[Deine Aufgabe] Überarbeite den Abschnitt des Forenthreads zum FC106, beginnend bei "Ein bischen mehr" und endend bei "auf der SPS ?". Gib ihn vollständig wieder und setze dabei "Speicherbereich" anstelle von "Adressbereich" ein.

[Textausschnitt]

# Sps fc106



## Leinad (7 November 2011)

Hallo zusammen

Ich habe eine Frage betreffend des FC106, und zwar hab ich den bei den Bausteinen eingefügt und alle erforderlichen Daten/Ein-/Ausgänge eingegeben. Wenn ich den nun auf die SPS Lade kommt sofort ein Interner Fehler und beim Diagnosepuffer die Meldung: Stopp durch Programmierfehler (OB nicht geladen oder nicht möglich,bzw. kein FRB vorhanden)
kann mir jemand helfen?

wäre sehr froh um eine möglichst schnelle Antwort =)

mfG Leinad


----------



## Tigerente1974 (7 November 2011)

Ganz schnell geht, wenn Du den Code postest =)


----------



## Burns848 (7 November 2011)

Hallo, 
vielleicht wären ein paar zusätzliche infos hilfreich....
so wie du es geschrieben hast, hast du den FC aus irgendeiner bibliothek eingefügt ? 
oder ist der Baustein selbst geschrieben. 
Fehlt vieleicht noch eine SFC ?? 
Aber hellsehen können wir hier nicht also mehr infos schreiben ....


----------



## rostiger Nagel (7 November 2011)

Hast du den FC106 auch zur Steuerung übertragen?


----------



## Leinad (7 November 2011)

> so wie du es geschrieben hast, hast du den FC aus irgendeiner bibliothek eingefügt ?



ja ist aus einer Bibliothek herausgenommen...

und ich glaub kaum das ein SFC fhelt, habe aufjedenfall keinen gelöscht oder so...



> Hast du den FC106 auch zur Steuerung übertragen?​




wie meinst du das genau zur steuerung übertragen? also auf die sps geladen hab ichs...

entschuldigt das ich im moment nicht mehr schreibe, kann mir forstellen dass es so relativ schwierig ist zu Antworten, bin leider bisschen im Stress..


----------



## rostiger Nagel (7 November 2011)

Ein bischen mehr schreiben must du schon wenn der Streß weniger werden soll.
Wie sieht es denn mit den Diagnospuffer aus, kannst du den mal hochladen
Der Gewünschte Bausteinausszug wäre sehr Hilfreich


----------



## Waelder (7 November 2011)

Hmm könnt das sein du meinst den FC106 Unscale ? aus der Bibl. von siemens ? Dann schau mal auf dein zu beschreibendes Wort vielleicht fehlt dir der PAW ? oder der Adressbereich stimmt sonst irgendwo nicht. U.u. wie schon vorher angeprochen ist derFC überhaupt auf der SPS ?
Grüsse Wälder


----------



## online (7 November 2011)

Leinad schrieb:


> also auf die sps geladen hab ichs...

(Einträge aus einer Sammlung)
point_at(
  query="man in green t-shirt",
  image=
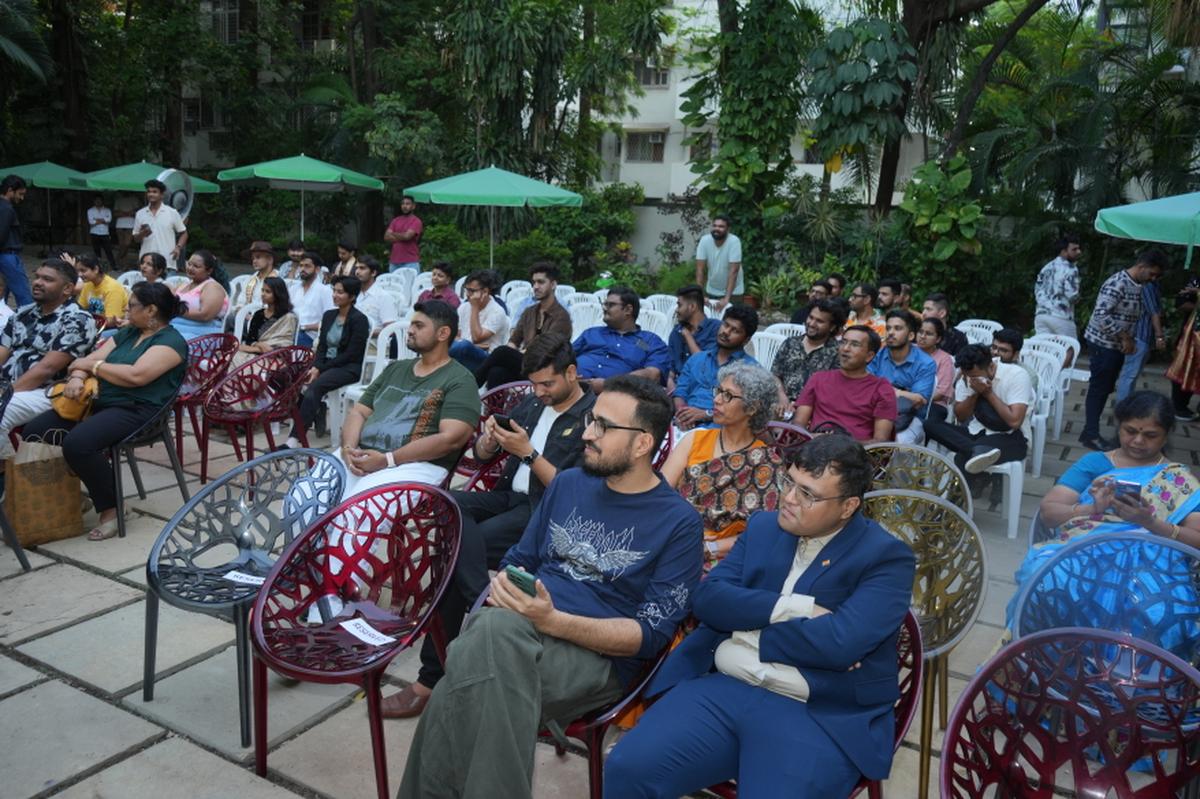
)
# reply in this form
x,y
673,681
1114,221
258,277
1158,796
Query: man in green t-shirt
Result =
x,y
415,418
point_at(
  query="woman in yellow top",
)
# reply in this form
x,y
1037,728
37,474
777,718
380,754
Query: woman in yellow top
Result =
x,y
100,295
726,472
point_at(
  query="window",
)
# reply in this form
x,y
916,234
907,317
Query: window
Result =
x,y
645,146
652,76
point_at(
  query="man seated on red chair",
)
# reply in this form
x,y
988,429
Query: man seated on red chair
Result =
x,y
546,437
617,554
789,683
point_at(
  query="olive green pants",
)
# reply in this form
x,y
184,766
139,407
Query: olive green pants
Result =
x,y
503,680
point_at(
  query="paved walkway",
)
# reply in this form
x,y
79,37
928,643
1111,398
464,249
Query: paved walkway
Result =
x,y
72,721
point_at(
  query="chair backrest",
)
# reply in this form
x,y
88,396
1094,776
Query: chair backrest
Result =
x,y
388,554
654,322
785,329
766,346
208,359
917,468
952,563
268,383
1125,582
239,521
1074,712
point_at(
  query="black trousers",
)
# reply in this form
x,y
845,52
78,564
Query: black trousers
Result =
x,y
502,365
959,440
491,523
106,244
85,444
325,382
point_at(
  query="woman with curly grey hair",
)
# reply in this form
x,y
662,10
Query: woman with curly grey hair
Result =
x,y
727,472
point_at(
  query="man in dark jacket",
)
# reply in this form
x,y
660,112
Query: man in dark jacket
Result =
x,y
546,437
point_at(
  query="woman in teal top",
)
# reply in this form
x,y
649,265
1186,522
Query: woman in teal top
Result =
x,y
139,371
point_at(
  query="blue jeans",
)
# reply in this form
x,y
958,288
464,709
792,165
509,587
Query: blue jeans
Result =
x,y
15,276
1132,368
467,354
1104,365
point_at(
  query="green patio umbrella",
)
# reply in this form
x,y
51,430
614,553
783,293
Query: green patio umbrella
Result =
x,y
493,187
301,174
133,176
1170,220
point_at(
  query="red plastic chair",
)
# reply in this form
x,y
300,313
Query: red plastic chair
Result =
x,y
499,400
261,391
1075,712
912,665
403,542
208,359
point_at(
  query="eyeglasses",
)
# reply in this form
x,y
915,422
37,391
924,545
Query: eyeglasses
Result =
x,y
725,396
807,498
603,425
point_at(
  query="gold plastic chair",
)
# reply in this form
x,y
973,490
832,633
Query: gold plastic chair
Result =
x,y
947,592
918,468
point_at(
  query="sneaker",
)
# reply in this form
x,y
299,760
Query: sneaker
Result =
x,y
981,460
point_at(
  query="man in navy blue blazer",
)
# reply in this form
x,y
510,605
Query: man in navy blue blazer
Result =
x,y
789,683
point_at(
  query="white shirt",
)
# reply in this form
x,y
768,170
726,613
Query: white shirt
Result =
x,y
538,439
163,227
378,306
99,218
490,318
312,304
738,655
1012,385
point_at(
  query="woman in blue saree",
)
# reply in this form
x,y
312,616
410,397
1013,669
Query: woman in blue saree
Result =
x,y
1087,500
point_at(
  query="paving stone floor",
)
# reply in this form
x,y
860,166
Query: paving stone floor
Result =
x,y
73,722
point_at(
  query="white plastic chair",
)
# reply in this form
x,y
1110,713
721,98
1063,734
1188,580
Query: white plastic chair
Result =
x,y
654,322
785,329
766,346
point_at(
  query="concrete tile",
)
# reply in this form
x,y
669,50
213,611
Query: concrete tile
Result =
x,y
202,702
175,769
114,554
61,733
53,598
15,676
85,649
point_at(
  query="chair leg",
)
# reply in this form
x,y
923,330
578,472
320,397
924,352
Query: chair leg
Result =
x,y
929,683
177,464
378,749
148,666
259,692
241,634
114,455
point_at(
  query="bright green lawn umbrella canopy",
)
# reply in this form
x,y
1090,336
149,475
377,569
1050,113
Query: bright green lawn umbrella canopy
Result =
x,y
47,174
493,186
1170,220
133,176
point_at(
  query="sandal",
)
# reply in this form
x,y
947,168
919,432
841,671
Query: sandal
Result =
x,y
103,530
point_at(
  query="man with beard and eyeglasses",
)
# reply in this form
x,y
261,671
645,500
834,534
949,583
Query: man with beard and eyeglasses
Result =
x,y
719,253
544,437
615,556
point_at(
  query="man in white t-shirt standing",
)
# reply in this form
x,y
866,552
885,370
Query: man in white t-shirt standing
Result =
x,y
157,227
100,221
719,253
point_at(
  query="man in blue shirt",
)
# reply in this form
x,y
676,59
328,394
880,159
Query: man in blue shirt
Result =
x,y
695,331
616,556
910,371
619,346
694,390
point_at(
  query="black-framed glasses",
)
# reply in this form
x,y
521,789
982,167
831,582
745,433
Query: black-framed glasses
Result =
x,y
603,425
725,395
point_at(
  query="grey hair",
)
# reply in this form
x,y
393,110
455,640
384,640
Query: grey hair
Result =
x,y
757,388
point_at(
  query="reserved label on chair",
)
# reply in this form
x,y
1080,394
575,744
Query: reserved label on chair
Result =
x,y
365,632
244,578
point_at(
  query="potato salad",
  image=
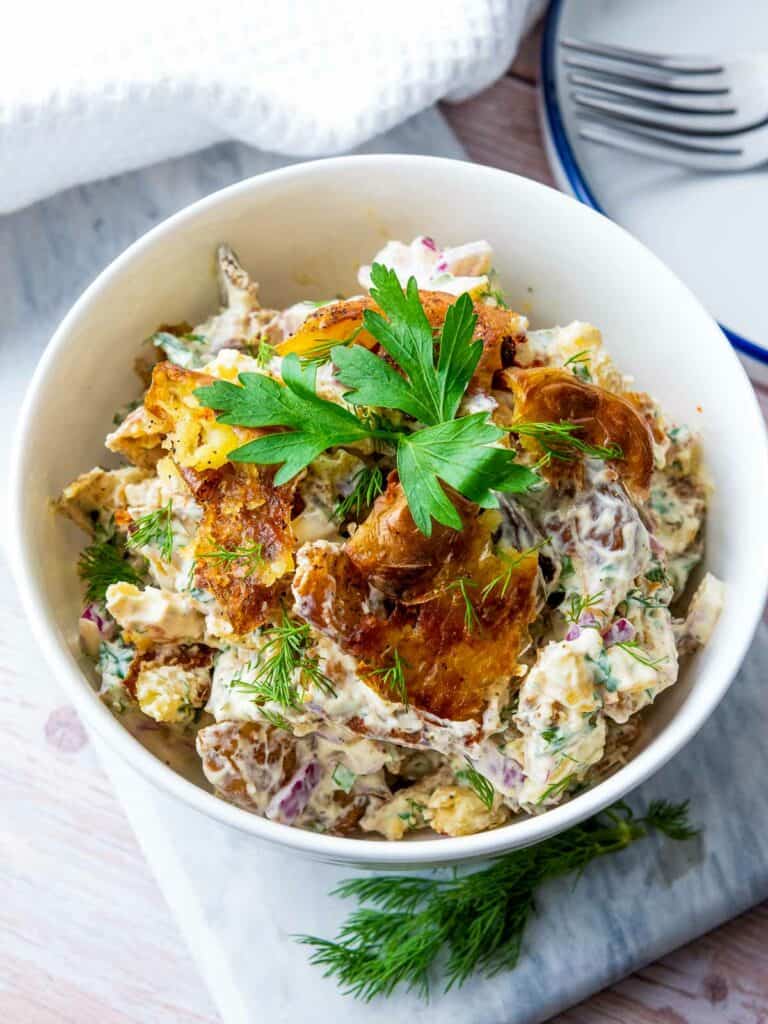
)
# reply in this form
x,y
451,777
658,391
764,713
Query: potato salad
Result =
x,y
391,563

[Lösung]
Ein bischen mehr schreiben must du schon wenn der Streß weniger werden soll.
Wie sieht es denn mit den Diagnospuffer aus, kannst du den mal hochladen
Der Gewünschte Bausteinausszug wäre sehr Hilfreich


----------



## Waelder (7 November 2011)

Hmm könnt das sein du meinst den FC106 Unscale ? aus der Bibl. von siemens ? Dann schau mal auf dein zu beschreibendes Wort vielleicht fehlt dir der PAW ? oder der Speicherbereich stimmt sonst irgendwo nicht. U.u. wie schon vorher angeprochen ist derFC überhaupt auf der SPS ?